══ Raw records

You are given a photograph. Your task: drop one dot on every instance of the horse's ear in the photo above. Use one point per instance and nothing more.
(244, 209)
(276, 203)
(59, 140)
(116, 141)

════

◆ **Problem description**: Copy the data above verbatim, reproducing every line without changes.

◆ **Exercise answer**:
You are given a photograph. Your task: drop one dot on every instance of the horse's ear in the photo above. Use one point per instance and nothing more.
(244, 209)
(276, 203)
(59, 140)
(116, 141)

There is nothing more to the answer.